#### Your tasks:
1. Decide whether each statement below agrees with the IRA rollover passage, answering yes or no and quoting the deciding words from it: (a) Bobrow v. Commissioner held that the limitation applies on an aggregate basis. (b) The IRS said it would apply the aggregate limitation to distributions occurring before January 1, 2015. (c) The Tax Court decision was issued in early 2014.
2. Restate everything in the IRA rollover passage from "IRS Clarifies Effective" down to "a single individual.", putting "account holders" in place of "IRA owners".
3. In the IRA rollover passage, which announcement indicated that the IRS will follow the Bobrow decision?

IRS Clarifies Effective Date of New IRA Rollover Timing Restriction

As we discussed in a post earlier this year, the United States Tax Court issued a decision in early 2014 which will significantly restrict the ability of IRA owners to take a distribution from an IRA with the intention of escaping tax by rolling it over to another IRA within 60 days.  Code Section 408(d)(3)(B) states that the rollover exclusion does not apply to a second IRA distribution if, at any time during the 1-year period ending on the date of the second distribution, the individual received a previous IRA distribution and rolled it over into an IRA.  For many years, the IRA industry believed that the “once a year” limitation applied on an IRA-by-IRA basis, and not globally to all IRAs owned by a single individual.

The Tax Court case, Bobrow v. Commissioner, held that the plain language of the statute requires that the limitation apply on an aggregate basis.  Subsequently, the IRS indicated in Announcement 2014-15 that it will follow the Bobrow decision and will apply the limitation on an aggregate basis.  However, and helpfully, the announcement also stated that it would not apply the aggregate limitation to distributions occurring before January 1, 2015.

#### Provided information:
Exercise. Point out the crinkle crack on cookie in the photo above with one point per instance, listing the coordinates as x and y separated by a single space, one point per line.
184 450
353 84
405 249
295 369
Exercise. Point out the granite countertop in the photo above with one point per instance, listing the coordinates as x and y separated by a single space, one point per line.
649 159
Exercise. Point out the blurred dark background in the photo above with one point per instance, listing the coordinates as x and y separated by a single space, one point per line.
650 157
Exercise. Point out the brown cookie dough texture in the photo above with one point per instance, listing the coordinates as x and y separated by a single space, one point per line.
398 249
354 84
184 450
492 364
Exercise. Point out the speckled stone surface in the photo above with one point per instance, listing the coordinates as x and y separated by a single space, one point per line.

#### Correct answers:
1.
(a) Yes: "held that the plain language of the statute requires that the limitation apply on an aggregate basis"
(b) No: "it would not apply the aggregate limitation to distributions occurring before January 1, 2015"
(c) Yes: "the United States Tax Court issued a decision in early 2014"

2.
IRS Clarifies Effective Date of New IRA Rollover Timing Restriction

As we discussed in a post earlier this year, the United States Tax Court issued a decision in early 2014 which will significantly restrict the ability of account holders to take a distribution from an IRA with the intention of escaping tax by rolling it over to another IRA within 60 days.  Code Section 408(d)(3)(B) states that the rollover exclusion does not apply to a second IRA distribution if, at any time during the 1-year period ending on the date of the second distribution, the individual received a previous IRA distribution and rolled it over into an IRA.  For many years, the IRA industry believed that the “once a year” limitation applied on an IRA-by-IRA basis, and not globally to all IRAs owned by a single individual.

3. Announcement 2014-15